Can you copy every row below word for word, changing nothing?

--- start Given records ---

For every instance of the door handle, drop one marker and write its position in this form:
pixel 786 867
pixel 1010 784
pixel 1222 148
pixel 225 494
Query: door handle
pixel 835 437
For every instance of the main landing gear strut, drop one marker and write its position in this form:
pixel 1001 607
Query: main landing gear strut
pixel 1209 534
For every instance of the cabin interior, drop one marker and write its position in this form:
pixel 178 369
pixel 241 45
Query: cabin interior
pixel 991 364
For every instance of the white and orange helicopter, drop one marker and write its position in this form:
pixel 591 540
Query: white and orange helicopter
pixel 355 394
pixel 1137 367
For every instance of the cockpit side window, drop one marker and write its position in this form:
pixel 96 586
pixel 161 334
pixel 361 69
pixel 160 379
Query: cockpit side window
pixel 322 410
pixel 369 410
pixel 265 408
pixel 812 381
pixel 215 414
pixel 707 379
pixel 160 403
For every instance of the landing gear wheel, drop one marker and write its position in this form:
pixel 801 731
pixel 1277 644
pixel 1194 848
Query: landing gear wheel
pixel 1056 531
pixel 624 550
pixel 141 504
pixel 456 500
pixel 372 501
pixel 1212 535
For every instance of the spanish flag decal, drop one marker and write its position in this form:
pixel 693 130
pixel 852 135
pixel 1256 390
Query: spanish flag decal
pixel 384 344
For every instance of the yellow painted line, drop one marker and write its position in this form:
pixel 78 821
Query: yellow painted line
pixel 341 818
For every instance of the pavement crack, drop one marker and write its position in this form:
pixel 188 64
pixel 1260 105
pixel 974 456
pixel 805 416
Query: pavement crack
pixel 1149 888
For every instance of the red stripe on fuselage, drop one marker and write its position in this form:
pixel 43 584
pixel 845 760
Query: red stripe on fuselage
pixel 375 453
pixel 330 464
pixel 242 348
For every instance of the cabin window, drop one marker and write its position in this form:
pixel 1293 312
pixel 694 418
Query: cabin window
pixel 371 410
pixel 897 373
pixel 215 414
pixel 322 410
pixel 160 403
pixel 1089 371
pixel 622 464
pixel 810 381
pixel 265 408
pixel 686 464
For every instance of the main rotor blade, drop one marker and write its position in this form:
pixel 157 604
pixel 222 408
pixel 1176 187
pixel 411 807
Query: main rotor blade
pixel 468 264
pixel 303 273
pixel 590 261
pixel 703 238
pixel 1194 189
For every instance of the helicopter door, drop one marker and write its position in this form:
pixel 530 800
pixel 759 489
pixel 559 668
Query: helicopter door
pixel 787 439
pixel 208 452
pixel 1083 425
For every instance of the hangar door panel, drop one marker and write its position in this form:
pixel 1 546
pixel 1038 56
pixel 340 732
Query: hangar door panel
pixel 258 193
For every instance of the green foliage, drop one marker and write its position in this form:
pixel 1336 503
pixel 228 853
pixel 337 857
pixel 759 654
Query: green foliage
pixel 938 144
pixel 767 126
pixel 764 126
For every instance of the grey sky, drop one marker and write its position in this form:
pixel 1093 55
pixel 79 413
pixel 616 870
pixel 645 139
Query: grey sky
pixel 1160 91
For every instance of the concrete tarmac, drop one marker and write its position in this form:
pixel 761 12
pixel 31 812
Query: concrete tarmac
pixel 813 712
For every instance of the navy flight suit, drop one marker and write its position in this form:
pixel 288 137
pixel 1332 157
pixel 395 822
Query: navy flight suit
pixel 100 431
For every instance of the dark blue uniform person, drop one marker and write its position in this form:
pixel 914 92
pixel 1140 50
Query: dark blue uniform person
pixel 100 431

--- end Given records ---

Result
For every instance of the door handle, drop one marker and write its position in this form:
pixel 786 867
pixel 1010 784
pixel 1222 148
pixel 225 494
Query: door handle
pixel 835 437
For every instance of the main landing gear strut, drop one marker and write its position in this form:
pixel 1001 607
Query: main landing gear strut
pixel 1209 534
For every instance of the cabin interior, drop one marker and write its position in this form:
pixel 178 369
pixel 241 45
Query: cabin interior
pixel 991 364
For every instance of the white and orange helicopter, drop one marker and write its position in this form:
pixel 591 540
Query: white and orange helicopter
pixel 355 394
pixel 1137 367
For every instance of the cockpit side window, drop one marker and write its position in this form:
pixel 96 586
pixel 161 334
pixel 361 69
pixel 160 379
Query: cockpit side window
pixel 322 410
pixel 369 410
pixel 265 408
pixel 812 381
pixel 215 414
pixel 707 379
pixel 160 403
For every instance of the landing gear wheel, drop one marker and write its position in this form:
pixel 801 731
pixel 1277 644
pixel 1194 848
Query: landing gear wheel
pixel 1056 531
pixel 624 550
pixel 141 504
pixel 456 500
pixel 372 501
pixel 1212 535
For every instance of the spanish flag decal, drop one marker and write its position in this form:
pixel 693 130
pixel 852 135
pixel 1256 390
Query: spanish flag decal
pixel 384 344
For every instance of the yellow painted line, drop one marker and write its position in this form:
pixel 78 821
Query: yellow painted line
pixel 341 818
For every instance of the pavement crack, drop one marker and write its position in this form:
pixel 188 64
pixel 1260 105
pixel 974 456
pixel 805 416
Query: pavement crack
pixel 1149 888
For every instance of the red stripe on fuselage, drop one marker and write its position in this form:
pixel 43 584
pixel 845 760
Query: red stripe on fuselage
pixel 375 453
pixel 330 464
pixel 242 348
For every instance of the cabin window, drop one marker and write its position in this form:
pixel 1293 312
pixel 694 418
Query: cabin window
pixel 371 410
pixel 897 373
pixel 215 414
pixel 322 410
pixel 160 403
pixel 1089 371
pixel 622 464
pixel 810 381
pixel 265 408
pixel 686 464
For every instance of the main rotor blade, drop one marker and write its position in this form:
pixel 157 604
pixel 222 408
pixel 1176 187
pixel 411 807
Query: main rotor blade
pixel 468 264
pixel 303 273
pixel 590 261
pixel 703 238
pixel 1194 189
For every instance of the helicopter door, drop one marker and write its position in this form:
pixel 530 800
pixel 759 489
pixel 559 668
Query: helicopter door
pixel 787 439
pixel 208 452
pixel 1083 425
For every instance of the hangar door panel, drop one marker and write its position in this form:
pixel 1 546
pixel 1038 56
pixel 340 732
Query: hangar door panel
pixel 258 193
For every instance of the green foliage, drop one marker and write its position in this form:
pixel 1336 503
pixel 228 853
pixel 337 857
pixel 759 654
Query: green foliage
pixel 938 144
pixel 767 126
pixel 764 126
For every instance of the grey sky, drop one marker and write its position in this form:
pixel 1093 55
pixel 79 413
pixel 616 870
pixel 645 139
Query: grey sky
pixel 1160 91
For every instance of the concrete tarmac, drop one marker and write its position in this form:
pixel 761 12
pixel 31 812
Query: concrete tarmac
pixel 813 712
For every instance of the navy flight suit, drop one marker and write its position in this form:
pixel 288 137
pixel 1332 157
pixel 395 822
Query: navy flight suit
pixel 100 431
For every instance of the dark blue uniform person, drop one marker and write its position in this form:
pixel 914 92
pixel 1140 50
Query: dark blue uniform person
pixel 100 431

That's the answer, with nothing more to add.